PROMPT:
Edit the listing so that each occurrence of "single pixel" is replaced with "single point", leaving every other part unchanged.

-- START OF DATASET --

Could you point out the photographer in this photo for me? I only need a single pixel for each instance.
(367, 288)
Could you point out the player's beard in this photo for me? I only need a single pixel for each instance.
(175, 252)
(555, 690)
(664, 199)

-- END OF DATASET --

THE REPLY:
Could you point out the photographer in this photo for me? I only need a single point for each instance.
(367, 288)
Could you point out the player's beard in this photo for me? I only need a single point for each instance.
(175, 252)
(555, 690)
(664, 199)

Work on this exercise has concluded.